* [Problem details] Reproduce word for word the stretch of the amalgam separator text from "If you currently" through "of these systems.".

* [Excerpted text]
Begin

Simple Suggestions to Remain Compliant with the EPA Amalgam Separator Regulation

If you currently have an amalgam separator and you believe you are compliant, please read the rest of this blog to be certain your Practice is protected. The following are suggestions to improve the chance that your current amalgam separator is found compliant by your Local Control Group.

1) Know the Manufacturer Maintenance Requirements

All amalgam separators have different maintenance needs; the trick is to learn which amalgam separator has the least required maintenance. If you have an amalgam separator that has been sold to you by a service company, you most likely have a filter type amalgam separator. These are the most common systems in American, as service companies stand to make the most profit on the regular servicing of these systems.

If you have a filter based amalgam separator, you would most likely be required to inspect these systems once a week, because they are known to clog. Unfortunately, you cannot rely on your service

provider to complete this maintenance for you. Most Service Technicians lack the training on amalgam separators, and for them to maintain your filter based amalgam separator correctly, they would have to be in your office on a weekly basis.

For tips on the maintenance of the most common amalgam separators in North America, please watch the M.A.R.S Preventative Maintenance Videos.

NOTE: If you find that your current amalgam separator has been neglected and your system is on overflow. It is often more economical to replace the entire system at this point. Refer to our previous blog ”How” to Guarantee Compliance Part 1 to learn what to look for in a new amalgam separator.

2) Keep up with Maintenance/ Inspection Logs

As mentioned above, there are amalgam separators that require regular maintenance and weekly inspections. According to the EPA, you must keep weekly records on the required maintenance and inspection of your amalgam separator. These logs will be necessary to remain on record for three years.

End

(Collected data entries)
Begin

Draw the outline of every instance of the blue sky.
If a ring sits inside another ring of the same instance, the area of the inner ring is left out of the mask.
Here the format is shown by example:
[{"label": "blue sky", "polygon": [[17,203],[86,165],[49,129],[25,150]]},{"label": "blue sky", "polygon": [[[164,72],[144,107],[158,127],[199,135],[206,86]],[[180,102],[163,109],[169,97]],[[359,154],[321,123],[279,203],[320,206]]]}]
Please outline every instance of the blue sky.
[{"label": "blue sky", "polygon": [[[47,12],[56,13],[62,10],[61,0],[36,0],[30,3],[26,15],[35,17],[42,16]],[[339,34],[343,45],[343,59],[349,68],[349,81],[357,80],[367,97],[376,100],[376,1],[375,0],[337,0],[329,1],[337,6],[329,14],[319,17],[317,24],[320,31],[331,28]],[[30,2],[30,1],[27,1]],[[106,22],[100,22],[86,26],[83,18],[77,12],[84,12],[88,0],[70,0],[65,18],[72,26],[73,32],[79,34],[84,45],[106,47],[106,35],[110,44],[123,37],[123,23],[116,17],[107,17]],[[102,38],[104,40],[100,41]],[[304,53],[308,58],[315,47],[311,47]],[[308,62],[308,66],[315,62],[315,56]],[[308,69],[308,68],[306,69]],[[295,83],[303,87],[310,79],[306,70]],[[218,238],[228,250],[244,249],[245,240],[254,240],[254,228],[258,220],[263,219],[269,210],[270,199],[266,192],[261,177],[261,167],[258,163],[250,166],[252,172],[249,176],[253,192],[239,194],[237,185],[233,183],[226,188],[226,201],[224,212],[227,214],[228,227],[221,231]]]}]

End

* [Solution to the exercise]
If you currently have an amalgam separator and you believe you are compliant, please read the rest of this blog to be certain your Practice is protected. The following are suggestions to improve the chance that your current amalgam separator is found compliant by your Local Control Group.

1) Know the Manufacturer Maintenance Requirements

All amalgam separators have different maintenance needs; the trick is to learn which amalgam separator has the least required maintenance. If you have an amalgam separator that has been sold to you by a service company, you most likely have a filter type amalgam separator. These are the most common systems in American, as service companies stand to make the most profit on the regular servicing of these systems.